70 bovins de boucherie par an…

L’entreprise emploie aujourd’hui 21 personnes. Toute la charcuterie est fabriquée dans le laboratoire de Tramayes. La cuisine de l’activité traiteur est à Dompierre-les-Ormes. Chaque boucherie a son propre responsable et découpe sa viande sur place. L’Assiette est dans le Pré écoule 70 bêtes par an équivalent à 36 tonnes de viande bovine. Cédric et Justin se fournissent auprès de quatre élevages dont celui du propre frère de Cédric – le Gaec des Maréchaux à Neuvy-Grandchamp. Les autres fournisseurs sont Jérôme Segaud à Montmort, Damien Raymond à Toulon-sur-Arroux et David Pierre à Volesvres. Les animaux choisis sur pied sont des bêtes conformées d’environ 520 kg de carcasse classées « U =, U + ou E- », confient les deux jeunes bouchers qui privilégient « des culardes à la viande tendre à peine persillée et idéalement maturée », décrivent-ils. Une qualité qui a un prix, concèdent les deux associés qui paient leurs animaux suivant une grille à l’année qui varie selon la finesse d’os, expliquent-ils. Il faut compter 6 € le kilo de carcasse pour une « U + » ; 6,50 € à 7,20 € pour une génisse « E- », complètent-ils. Fils d’éleveurs de charolais, Cédric et Justin sont très exigeants sur la finesse d’os car d’elle dépend le rendement final sur la carcasse. Un critère économique déterminant pour le boucher, rappellent-ils.

Achat en ferme sans intermédiaire

Cédric et Justin fréquentent les concours de bovins de boucherie (Autun, Saulieu, Saint-Christophe-en-Brionnais, Gueugnon, Festival du Bœuf). « Nous achetons toutes les bêtes de nos éleveurs », confient les deux artisans qui apprécient de pouvoir exposer les plaques de concours dans leurs magasins. « C’est un sacré budget », reconnaissent-ils. Mais ce sont aussi des retombées commerciales et médiatiques, complètent-ils. Les deux jeunes bouchers sont aussi très sensibles aux efforts consentis par les organisateurs de concours pour « mettre en avant les artisans qui achètent toute l’année ». D’ailleurs, ils aimeraient bien bénéficier « d’une estampille, mettant en valeur les viandes issues d’animaux achetés directement en ferme sans intermédiaire par des artisans bouchers qui paient un prix plus cohérent que les autres » défendent-ils.

[Données de pointage d'expressions référentielles]
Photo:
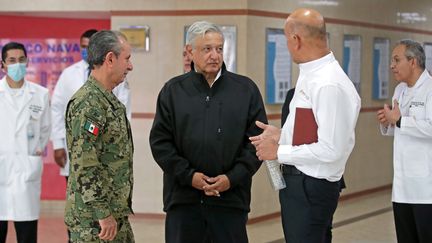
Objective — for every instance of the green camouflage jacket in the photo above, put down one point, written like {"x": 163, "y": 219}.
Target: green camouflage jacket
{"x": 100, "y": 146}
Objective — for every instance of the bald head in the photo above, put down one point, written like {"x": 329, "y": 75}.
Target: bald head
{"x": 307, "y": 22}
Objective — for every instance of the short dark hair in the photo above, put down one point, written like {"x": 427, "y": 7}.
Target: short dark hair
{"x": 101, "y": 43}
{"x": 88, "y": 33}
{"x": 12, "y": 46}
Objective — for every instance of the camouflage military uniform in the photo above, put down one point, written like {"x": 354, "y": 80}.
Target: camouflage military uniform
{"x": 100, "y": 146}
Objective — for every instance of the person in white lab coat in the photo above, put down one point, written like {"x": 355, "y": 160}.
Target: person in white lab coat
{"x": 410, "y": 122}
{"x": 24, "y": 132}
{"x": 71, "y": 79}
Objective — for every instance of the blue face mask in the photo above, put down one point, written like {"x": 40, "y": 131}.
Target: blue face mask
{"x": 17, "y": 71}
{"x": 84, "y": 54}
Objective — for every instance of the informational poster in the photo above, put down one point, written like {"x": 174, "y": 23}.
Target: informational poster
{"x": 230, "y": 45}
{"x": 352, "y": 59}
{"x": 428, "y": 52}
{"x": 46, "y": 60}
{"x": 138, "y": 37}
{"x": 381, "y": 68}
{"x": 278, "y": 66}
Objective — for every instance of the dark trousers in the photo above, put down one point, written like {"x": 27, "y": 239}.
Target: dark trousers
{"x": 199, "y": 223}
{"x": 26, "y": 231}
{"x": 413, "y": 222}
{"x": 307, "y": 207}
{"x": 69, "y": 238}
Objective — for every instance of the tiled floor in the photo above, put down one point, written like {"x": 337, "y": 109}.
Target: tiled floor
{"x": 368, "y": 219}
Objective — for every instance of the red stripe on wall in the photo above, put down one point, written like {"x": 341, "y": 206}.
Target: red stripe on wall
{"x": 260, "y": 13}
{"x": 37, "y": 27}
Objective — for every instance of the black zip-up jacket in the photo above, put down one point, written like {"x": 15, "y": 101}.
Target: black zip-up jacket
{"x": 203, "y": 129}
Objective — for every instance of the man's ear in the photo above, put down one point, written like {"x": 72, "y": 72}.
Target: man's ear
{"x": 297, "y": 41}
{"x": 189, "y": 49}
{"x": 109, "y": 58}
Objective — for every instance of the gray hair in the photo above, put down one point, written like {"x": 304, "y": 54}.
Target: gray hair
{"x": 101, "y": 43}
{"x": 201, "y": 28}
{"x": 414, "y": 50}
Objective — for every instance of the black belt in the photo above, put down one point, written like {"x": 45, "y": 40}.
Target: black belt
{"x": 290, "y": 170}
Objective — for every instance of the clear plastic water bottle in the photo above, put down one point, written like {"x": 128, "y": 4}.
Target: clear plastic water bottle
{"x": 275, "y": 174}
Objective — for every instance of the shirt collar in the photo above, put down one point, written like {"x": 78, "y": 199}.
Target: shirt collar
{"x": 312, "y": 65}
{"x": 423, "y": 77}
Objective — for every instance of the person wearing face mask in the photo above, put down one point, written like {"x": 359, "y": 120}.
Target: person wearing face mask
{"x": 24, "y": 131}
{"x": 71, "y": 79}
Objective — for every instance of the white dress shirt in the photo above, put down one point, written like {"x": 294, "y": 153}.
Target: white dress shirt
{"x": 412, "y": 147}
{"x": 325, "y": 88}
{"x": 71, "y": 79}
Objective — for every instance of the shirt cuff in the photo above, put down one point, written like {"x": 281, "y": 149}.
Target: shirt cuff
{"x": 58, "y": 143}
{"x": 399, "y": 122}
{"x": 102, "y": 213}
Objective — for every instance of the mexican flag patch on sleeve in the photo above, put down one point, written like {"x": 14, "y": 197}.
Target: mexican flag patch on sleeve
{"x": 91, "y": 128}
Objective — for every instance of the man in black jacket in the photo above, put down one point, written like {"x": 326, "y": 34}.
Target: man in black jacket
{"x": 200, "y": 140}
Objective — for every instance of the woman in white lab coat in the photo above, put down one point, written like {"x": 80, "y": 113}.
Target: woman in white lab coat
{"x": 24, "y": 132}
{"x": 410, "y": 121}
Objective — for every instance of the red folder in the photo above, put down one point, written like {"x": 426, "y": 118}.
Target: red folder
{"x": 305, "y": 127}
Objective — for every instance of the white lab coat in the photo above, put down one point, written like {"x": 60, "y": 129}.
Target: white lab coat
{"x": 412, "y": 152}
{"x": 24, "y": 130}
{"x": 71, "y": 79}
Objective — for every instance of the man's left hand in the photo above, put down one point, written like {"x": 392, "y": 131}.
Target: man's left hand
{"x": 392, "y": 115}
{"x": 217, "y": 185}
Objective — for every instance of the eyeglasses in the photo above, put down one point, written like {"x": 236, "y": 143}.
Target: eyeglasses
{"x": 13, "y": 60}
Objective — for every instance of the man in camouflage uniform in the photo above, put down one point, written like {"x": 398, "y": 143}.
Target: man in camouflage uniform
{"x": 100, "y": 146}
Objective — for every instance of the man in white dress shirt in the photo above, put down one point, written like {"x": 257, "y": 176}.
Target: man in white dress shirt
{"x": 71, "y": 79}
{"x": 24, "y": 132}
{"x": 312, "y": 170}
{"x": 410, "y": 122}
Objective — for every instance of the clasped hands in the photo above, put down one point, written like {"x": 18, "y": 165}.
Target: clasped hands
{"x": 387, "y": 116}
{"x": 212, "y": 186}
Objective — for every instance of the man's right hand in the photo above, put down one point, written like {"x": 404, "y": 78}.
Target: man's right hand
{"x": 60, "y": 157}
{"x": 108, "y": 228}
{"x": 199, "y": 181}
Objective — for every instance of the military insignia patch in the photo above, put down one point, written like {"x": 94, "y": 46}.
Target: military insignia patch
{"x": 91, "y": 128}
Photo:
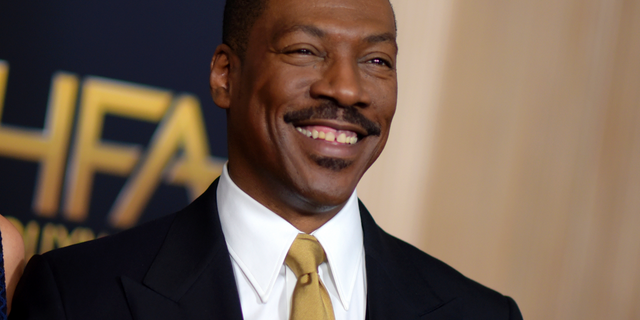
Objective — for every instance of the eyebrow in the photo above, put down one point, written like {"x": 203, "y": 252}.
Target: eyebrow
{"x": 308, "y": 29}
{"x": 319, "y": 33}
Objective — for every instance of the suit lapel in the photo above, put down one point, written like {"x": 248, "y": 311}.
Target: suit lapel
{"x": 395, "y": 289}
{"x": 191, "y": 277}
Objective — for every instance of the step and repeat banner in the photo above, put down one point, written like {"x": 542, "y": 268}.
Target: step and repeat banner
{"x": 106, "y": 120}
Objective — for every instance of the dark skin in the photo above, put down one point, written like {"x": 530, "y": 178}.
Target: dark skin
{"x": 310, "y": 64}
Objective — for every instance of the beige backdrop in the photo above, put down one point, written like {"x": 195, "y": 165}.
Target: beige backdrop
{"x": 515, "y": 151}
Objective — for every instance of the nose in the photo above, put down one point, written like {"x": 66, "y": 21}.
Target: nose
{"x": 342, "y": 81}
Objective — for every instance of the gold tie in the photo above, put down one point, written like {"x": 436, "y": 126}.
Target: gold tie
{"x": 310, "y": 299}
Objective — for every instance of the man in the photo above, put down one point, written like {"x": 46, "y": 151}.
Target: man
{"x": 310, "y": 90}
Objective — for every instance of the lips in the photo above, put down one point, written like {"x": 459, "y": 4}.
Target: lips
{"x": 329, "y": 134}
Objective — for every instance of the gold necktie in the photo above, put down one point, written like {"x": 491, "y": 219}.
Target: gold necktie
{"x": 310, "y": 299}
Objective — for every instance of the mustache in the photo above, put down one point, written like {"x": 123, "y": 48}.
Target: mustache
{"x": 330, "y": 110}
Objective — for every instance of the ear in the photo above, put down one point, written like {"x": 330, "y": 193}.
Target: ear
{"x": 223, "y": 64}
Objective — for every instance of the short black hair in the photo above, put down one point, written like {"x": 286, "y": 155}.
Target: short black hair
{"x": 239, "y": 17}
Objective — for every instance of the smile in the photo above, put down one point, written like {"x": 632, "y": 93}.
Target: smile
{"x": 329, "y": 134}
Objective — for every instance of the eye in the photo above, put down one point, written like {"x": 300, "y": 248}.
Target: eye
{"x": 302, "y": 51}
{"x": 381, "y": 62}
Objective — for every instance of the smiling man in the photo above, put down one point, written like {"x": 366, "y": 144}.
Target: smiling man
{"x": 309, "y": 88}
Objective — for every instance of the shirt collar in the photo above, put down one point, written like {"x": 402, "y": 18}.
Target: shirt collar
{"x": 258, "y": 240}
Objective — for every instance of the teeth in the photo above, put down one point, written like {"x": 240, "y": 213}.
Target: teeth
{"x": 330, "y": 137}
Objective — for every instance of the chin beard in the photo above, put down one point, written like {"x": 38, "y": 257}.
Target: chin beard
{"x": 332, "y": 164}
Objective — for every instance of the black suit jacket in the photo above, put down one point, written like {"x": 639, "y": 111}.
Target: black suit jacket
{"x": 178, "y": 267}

Consignes
a) Selon l'extrait sur les bovins de boucherie, où est fabriquée toute la charcuterie de l'entreprise ?
b) Résumez en deux phrases l'extrait sur les bovins de boucherie.

Réponses
a) Dans le laboratoire de Tramayes.

b) L'entreprise de Cédric et Justin, qui emploie 21 personnes, écoule 70 bêtes par an, soit 36 tonnes de viande bovine, achetées auprès de quatre élevages et choisies avec une grande exigence sur la finesse d'os, dont dépend le rendement de la carcasse. Les deux associés achètent aussi aux concours toutes les bêtes de leurs éleveurs et aimeraient une estampille qui mette en valeur les viandes achetées directement en ferme, sans intermédiaire, par des artisans bouchers.